- Brief: Rewrite the records below, changing every "church" to "chapel" and leaving everything else the same. Leave the pictures out of your answer.

- Excerpts of location labeling data:
* * * * * * *
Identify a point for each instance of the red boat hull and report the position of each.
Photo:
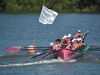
(64, 54)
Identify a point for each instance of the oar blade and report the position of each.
(13, 49)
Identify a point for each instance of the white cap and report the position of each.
(51, 44)
(64, 37)
(69, 35)
(78, 30)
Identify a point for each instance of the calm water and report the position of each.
(20, 30)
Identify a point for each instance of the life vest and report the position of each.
(65, 41)
(55, 47)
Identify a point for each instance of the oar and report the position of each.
(39, 54)
(84, 37)
(48, 53)
(13, 49)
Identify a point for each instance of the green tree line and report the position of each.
(57, 5)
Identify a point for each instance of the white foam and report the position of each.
(34, 63)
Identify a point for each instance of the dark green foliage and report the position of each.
(57, 5)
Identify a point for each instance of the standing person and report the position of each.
(79, 34)
(66, 40)
(57, 45)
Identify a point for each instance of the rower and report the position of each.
(66, 40)
(74, 45)
(32, 49)
(78, 34)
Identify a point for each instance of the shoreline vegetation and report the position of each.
(60, 6)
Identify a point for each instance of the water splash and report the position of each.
(35, 63)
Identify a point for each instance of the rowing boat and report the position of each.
(64, 54)
(67, 54)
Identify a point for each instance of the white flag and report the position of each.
(47, 16)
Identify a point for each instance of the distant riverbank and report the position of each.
(20, 12)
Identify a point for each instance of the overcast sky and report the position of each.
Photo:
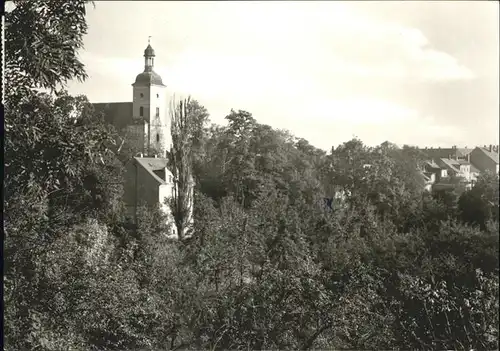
(421, 73)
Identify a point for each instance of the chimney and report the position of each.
(167, 174)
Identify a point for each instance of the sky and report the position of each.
(422, 73)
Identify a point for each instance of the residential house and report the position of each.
(450, 153)
(485, 158)
(148, 182)
(459, 171)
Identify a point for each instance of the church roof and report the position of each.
(149, 51)
(148, 78)
(155, 167)
(118, 114)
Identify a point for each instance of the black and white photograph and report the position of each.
(250, 175)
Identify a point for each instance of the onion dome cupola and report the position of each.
(149, 76)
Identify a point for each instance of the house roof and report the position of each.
(154, 166)
(450, 163)
(118, 114)
(491, 154)
(432, 164)
(473, 169)
(447, 152)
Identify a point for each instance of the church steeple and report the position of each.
(149, 55)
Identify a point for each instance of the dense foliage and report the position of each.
(293, 247)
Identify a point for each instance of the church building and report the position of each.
(144, 123)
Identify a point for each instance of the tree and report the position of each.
(180, 164)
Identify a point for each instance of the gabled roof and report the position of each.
(450, 163)
(154, 166)
(473, 169)
(447, 152)
(432, 164)
(118, 114)
(491, 154)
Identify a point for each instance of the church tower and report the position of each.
(150, 109)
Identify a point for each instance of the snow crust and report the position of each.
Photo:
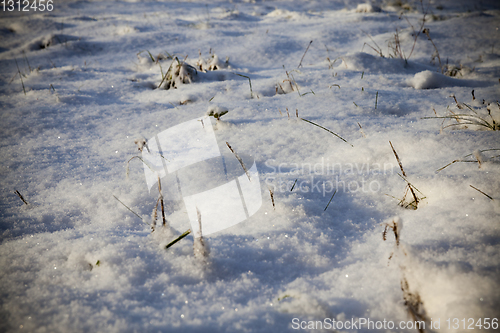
(311, 123)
* * * * * * *
- In response:
Identify a point for each instance of the red boat hull and report the position of each.
Photo:
(64, 54)
Identify a point for each instance of the oar blade and report the position of each.
(13, 49)
Identify a point for each instance of the white cap and report the position of each.
(51, 44)
(64, 37)
(69, 35)
(78, 30)
Identify a point for each instance of the calm water and report the position of each.
(20, 30)
Identify a point for each instance of the life vest and report the position of each.
(65, 41)
(55, 47)
Identify a point for each instance of the oar and report the position of each.
(39, 54)
(84, 37)
(48, 53)
(13, 49)
Identify a point for each instance of the green tree line and report the position of each.
(57, 5)
Identify a point for each instance of the white foam and report the position of each.
(34, 63)
Identify a point for each instance of the dark green foliage and report the position of each.
(57, 5)
Identify a point for each instance of the standing person and report the position of each.
(79, 34)
(66, 40)
(57, 45)
Identify a point for each instance of the rower and report the position of each.
(66, 40)
(74, 45)
(32, 49)
(78, 34)
Identify a point for each instance of the shoreline vegetation and report the position of each.
(60, 6)
Identify a point for each instance of the water splash and report the position of each.
(35, 63)
Identify a point for each instance of the rowing boat and report the position of each.
(64, 54)
(67, 54)
Identify a point for each instance of the white flag and report the position of each.
(47, 16)
Identify a point for each instance of the distant riverbank and report the position of each.
(20, 12)
Identify a point for each instance of the overcast sky and report the position of each.
Photo:
(421, 73)
Identify a point for each instance of the chimney and report the position of each.
(167, 174)
Identify a point for each instance of the sky and report the position of each.
(422, 73)
Identify a point for each instance of the residential house and report the position of each.
(450, 153)
(485, 158)
(148, 182)
(459, 171)
Identify a point for each instance of the chapel roof and report the position of each.
(149, 51)
(148, 78)
(155, 167)
(118, 114)
Identify a point for each instance of the black and white photograph and report the position of each.
(250, 175)
Identify a point for each instance of the onion dome cupola and report the position of each.
(149, 76)
Identify a point for each instance of the house roof and report the position of each.
(154, 166)
(450, 163)
(118, 114)
(491, 154)
(432, 164)
(473, 169)
(447, 152)
Identify a point for each instance of the chapel steeple and report the position of each.
(149, 55)
Identify a point for each instance of the dense foliage and report the position of each.
(293, 247)
Identify a point for each instance of the chapel building and report the position of each.
(144, 123)
Identify a point for each instance of the tree and report the position of each.
(180, 164)
Identify a point for each instance of the gabled roof and report the position of each.
(450, 163)
(154, 166)
(473, 169)
(447, 152)
(432, 164)
(118, 114)
(491, 154)
Identify a point for each instance of the chapel tower and report the position of each.
(150, 109)
Identify a point for each instance of the snow crust and report the position of each.
Photo:
(311, 123)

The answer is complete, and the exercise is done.